── Source material
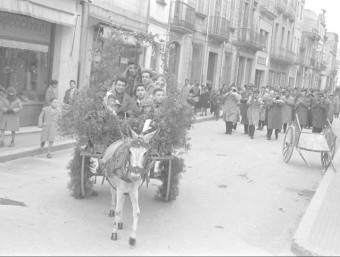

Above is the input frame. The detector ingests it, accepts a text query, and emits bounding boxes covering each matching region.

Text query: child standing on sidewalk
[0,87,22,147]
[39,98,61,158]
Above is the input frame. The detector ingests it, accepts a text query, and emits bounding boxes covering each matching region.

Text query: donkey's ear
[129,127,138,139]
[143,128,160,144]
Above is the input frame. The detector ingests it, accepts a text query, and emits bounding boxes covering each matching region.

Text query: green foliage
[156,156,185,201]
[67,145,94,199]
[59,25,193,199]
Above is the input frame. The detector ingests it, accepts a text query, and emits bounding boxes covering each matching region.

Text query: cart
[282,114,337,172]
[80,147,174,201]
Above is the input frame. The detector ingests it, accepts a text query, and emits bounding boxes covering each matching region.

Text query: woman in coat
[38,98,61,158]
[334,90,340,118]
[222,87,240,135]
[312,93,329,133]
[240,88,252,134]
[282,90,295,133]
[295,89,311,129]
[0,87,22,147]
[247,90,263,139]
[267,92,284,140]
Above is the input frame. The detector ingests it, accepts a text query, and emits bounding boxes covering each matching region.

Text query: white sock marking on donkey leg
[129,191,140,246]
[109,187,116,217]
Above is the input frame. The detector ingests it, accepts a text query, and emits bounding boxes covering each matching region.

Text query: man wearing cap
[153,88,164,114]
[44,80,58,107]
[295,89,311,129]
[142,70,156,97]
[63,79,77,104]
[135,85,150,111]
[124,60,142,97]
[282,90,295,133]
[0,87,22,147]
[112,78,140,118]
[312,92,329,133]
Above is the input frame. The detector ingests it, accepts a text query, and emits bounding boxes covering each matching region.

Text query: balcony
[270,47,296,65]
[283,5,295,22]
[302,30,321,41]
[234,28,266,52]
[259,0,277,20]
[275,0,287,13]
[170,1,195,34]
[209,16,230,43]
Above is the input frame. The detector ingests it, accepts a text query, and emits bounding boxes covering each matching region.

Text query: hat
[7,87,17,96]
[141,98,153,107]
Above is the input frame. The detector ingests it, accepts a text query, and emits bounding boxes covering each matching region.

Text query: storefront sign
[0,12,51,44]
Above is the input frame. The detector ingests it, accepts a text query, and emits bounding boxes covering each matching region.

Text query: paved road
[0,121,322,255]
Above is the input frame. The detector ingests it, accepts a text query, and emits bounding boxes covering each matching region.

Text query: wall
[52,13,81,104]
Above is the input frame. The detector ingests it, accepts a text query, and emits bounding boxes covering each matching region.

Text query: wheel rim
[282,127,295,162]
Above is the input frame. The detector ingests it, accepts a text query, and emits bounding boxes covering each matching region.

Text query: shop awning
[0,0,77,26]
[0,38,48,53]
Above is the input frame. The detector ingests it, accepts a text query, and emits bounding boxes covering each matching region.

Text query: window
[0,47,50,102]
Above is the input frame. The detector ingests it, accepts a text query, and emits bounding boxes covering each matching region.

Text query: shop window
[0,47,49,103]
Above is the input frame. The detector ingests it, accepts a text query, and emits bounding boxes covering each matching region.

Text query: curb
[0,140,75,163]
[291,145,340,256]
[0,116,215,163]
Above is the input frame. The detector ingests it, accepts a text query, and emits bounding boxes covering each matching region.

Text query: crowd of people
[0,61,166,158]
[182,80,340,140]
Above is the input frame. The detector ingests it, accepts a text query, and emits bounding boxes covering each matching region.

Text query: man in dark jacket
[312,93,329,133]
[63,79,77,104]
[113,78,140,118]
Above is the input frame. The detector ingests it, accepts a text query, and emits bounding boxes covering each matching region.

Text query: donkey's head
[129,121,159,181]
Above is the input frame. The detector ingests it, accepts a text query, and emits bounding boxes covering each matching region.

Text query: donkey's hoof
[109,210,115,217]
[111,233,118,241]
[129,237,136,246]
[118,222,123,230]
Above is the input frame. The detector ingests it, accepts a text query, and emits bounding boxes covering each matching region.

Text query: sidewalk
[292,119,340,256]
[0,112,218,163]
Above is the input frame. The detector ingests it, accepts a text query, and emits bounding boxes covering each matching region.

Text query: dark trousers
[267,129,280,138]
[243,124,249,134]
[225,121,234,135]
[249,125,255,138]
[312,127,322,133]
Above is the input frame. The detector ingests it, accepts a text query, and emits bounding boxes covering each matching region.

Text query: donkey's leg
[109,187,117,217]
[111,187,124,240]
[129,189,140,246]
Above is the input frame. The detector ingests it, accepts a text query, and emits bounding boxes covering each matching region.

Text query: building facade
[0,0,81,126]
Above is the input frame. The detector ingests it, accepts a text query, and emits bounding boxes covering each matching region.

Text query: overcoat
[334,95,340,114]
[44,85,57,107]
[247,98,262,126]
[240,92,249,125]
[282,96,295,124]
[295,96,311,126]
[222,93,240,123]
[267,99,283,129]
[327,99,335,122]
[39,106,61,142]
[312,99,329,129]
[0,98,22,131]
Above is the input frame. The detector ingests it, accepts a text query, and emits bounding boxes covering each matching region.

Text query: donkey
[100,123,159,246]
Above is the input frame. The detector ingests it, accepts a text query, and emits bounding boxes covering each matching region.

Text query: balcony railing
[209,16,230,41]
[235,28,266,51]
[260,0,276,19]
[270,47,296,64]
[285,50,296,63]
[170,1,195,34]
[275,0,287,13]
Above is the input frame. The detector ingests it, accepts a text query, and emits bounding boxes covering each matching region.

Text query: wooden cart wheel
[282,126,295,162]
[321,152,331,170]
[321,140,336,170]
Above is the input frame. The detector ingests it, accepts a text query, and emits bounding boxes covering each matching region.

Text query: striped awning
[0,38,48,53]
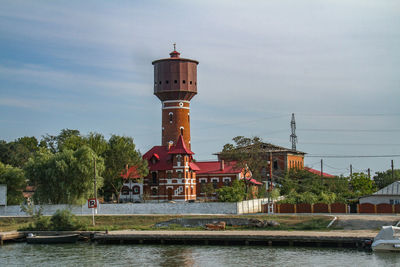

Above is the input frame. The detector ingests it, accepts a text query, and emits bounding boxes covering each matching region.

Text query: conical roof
────
» Set exercise:
State how many lines in the listing above contain the word "sidewalk". Give only the number.

» Answer to this problem:
2